— START OF Data provided —

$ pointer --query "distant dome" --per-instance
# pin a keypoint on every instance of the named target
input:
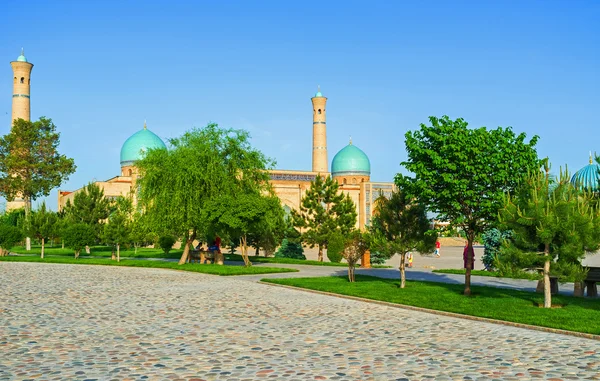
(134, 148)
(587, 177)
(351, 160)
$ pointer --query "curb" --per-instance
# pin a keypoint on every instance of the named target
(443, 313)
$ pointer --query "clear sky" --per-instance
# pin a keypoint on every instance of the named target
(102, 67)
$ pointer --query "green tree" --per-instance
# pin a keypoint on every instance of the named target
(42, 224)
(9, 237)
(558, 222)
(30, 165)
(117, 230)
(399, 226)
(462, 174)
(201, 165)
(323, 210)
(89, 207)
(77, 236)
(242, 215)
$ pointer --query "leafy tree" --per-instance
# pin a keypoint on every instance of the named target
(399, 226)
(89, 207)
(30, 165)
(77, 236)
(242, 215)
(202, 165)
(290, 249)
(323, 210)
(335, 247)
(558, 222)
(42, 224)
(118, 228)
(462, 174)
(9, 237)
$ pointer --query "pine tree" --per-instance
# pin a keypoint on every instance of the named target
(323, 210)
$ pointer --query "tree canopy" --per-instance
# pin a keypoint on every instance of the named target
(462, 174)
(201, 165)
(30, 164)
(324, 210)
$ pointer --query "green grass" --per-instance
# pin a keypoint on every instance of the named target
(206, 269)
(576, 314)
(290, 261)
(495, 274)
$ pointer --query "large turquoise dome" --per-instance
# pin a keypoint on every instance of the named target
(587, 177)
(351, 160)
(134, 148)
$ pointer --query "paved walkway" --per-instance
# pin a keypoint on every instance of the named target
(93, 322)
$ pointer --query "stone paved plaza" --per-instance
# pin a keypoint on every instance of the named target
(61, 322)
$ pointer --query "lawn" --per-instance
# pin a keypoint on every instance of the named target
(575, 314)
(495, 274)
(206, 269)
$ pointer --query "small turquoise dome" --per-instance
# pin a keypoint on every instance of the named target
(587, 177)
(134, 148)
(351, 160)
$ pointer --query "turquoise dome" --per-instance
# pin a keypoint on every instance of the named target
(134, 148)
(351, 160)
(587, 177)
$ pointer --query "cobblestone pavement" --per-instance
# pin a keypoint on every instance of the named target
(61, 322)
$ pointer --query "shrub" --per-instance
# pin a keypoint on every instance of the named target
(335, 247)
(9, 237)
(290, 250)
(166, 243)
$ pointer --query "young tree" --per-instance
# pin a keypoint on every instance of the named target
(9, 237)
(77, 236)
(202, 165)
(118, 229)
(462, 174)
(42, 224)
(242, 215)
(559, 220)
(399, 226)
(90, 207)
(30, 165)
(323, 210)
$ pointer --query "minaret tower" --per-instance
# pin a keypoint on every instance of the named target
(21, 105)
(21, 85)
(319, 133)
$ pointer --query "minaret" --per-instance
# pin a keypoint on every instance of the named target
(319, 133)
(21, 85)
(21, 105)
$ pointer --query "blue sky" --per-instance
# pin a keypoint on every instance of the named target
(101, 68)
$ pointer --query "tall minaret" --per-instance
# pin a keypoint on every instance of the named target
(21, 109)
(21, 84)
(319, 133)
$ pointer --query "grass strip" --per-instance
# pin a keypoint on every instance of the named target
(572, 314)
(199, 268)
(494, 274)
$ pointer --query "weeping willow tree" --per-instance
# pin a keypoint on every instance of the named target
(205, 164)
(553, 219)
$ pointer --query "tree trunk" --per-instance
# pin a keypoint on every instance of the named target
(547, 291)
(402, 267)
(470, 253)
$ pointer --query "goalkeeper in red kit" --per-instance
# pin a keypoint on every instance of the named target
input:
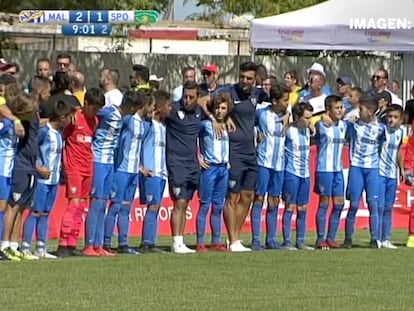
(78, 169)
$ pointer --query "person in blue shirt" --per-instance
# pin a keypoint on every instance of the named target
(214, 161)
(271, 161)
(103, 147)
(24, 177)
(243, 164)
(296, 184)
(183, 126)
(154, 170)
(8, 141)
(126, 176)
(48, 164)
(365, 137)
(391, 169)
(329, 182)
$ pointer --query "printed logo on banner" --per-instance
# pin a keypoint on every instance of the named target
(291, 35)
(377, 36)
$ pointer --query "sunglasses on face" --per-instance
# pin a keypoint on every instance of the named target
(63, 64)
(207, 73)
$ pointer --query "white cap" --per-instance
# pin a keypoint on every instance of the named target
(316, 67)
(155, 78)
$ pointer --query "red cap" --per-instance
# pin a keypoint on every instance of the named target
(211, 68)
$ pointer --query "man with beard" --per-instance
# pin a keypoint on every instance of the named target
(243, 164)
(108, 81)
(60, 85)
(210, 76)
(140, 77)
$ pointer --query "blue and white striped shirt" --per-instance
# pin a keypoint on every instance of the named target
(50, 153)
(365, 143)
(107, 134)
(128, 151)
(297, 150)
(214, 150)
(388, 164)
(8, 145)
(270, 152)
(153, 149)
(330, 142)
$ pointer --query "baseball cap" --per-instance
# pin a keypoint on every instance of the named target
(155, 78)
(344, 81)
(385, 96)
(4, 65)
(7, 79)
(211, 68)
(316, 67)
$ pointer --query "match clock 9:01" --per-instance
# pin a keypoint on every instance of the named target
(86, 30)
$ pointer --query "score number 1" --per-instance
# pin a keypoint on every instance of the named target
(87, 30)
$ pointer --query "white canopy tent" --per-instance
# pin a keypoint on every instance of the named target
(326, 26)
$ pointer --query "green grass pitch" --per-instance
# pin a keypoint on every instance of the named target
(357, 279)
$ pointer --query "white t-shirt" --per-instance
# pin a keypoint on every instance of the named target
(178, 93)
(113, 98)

— END OF Data provided —
— START OF Data provided —

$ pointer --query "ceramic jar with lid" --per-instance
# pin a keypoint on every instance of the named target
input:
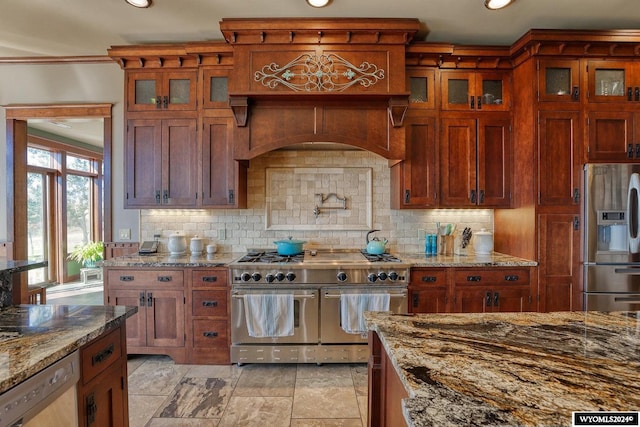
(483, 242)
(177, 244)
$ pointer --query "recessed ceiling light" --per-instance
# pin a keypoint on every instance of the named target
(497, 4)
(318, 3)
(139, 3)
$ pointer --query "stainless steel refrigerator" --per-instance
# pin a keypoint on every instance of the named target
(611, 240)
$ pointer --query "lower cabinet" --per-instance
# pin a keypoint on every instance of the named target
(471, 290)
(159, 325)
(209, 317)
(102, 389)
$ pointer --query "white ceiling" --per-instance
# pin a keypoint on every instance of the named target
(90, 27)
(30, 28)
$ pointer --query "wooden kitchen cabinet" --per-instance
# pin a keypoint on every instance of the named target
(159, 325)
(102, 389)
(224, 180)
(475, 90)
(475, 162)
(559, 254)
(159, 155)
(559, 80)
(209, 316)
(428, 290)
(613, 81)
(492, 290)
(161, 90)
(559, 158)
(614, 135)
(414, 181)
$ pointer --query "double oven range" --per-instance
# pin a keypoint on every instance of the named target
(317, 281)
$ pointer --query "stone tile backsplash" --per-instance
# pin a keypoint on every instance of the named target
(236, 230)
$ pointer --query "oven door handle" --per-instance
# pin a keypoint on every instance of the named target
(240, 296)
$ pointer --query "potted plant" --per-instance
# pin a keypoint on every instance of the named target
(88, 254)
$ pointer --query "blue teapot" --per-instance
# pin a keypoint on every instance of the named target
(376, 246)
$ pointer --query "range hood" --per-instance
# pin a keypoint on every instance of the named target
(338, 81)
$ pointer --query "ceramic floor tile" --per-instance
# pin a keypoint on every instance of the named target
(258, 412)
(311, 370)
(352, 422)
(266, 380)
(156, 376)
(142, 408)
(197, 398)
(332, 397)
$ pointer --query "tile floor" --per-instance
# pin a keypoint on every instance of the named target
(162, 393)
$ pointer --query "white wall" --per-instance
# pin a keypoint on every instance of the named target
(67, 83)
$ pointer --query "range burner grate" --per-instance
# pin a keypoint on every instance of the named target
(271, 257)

— END OF Data provided —
— START OF Data provided —

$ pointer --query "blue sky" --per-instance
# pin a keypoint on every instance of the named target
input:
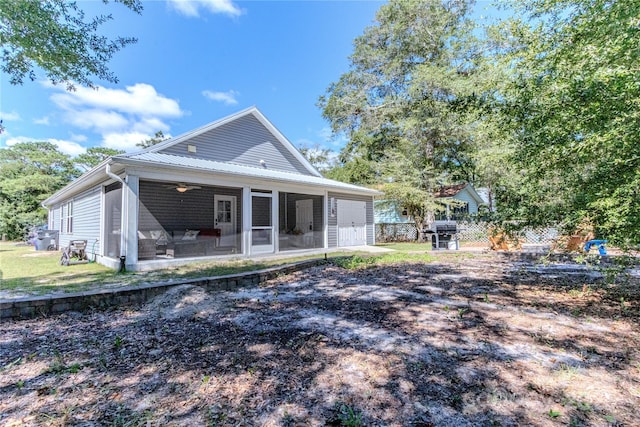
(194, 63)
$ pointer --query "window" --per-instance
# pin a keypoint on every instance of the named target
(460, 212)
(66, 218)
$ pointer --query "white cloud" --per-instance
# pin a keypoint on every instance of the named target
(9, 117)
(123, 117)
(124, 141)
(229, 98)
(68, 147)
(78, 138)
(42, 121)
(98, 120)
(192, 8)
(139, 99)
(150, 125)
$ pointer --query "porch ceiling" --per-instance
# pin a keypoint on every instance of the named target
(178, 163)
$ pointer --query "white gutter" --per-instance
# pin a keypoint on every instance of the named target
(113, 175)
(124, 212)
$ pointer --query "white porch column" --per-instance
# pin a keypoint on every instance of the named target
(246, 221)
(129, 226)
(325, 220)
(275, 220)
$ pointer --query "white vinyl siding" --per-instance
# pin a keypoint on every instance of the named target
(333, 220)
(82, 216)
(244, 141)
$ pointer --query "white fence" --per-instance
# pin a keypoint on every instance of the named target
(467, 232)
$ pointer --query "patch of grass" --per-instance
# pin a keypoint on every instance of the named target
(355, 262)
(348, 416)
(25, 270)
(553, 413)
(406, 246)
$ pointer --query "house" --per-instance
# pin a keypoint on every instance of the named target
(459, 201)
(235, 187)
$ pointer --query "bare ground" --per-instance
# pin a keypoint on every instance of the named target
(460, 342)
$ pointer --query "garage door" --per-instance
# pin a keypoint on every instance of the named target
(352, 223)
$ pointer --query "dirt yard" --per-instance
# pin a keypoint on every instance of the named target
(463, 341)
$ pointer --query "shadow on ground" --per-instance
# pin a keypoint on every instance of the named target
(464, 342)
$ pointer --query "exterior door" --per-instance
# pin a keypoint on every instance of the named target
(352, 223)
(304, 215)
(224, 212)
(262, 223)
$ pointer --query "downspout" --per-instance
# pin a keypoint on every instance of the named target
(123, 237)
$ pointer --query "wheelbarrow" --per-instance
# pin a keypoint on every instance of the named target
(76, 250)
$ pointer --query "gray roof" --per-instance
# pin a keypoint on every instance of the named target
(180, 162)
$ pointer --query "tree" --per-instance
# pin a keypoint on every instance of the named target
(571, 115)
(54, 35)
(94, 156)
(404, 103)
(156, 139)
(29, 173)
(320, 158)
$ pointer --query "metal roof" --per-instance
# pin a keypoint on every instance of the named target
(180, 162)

— END OF Data provided —

** Task goal **
Please find every line in the rows above that contains the string "turquoise" and copy each one out. Case counts when matching.

** Solution for this task **
$ pointer --query "large turquoise dome" --per-instance
$ pointer --query "small turquoise dome" --per-instance
$ pointer --query "turquoise dome" --per-instance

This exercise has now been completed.